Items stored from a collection
· · · · ·

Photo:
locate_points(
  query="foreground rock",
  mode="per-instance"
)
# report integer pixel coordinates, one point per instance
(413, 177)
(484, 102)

· · · · ·

### [Exercise details]
Copy the material above line for line, changing nothing.

### [The completed task]
Photo:
locate_points(
  query="foreground rock",
  mode="per-instance"
)
# report integer pixel coordinates, one point per instance
(413, 177)
(484, 102)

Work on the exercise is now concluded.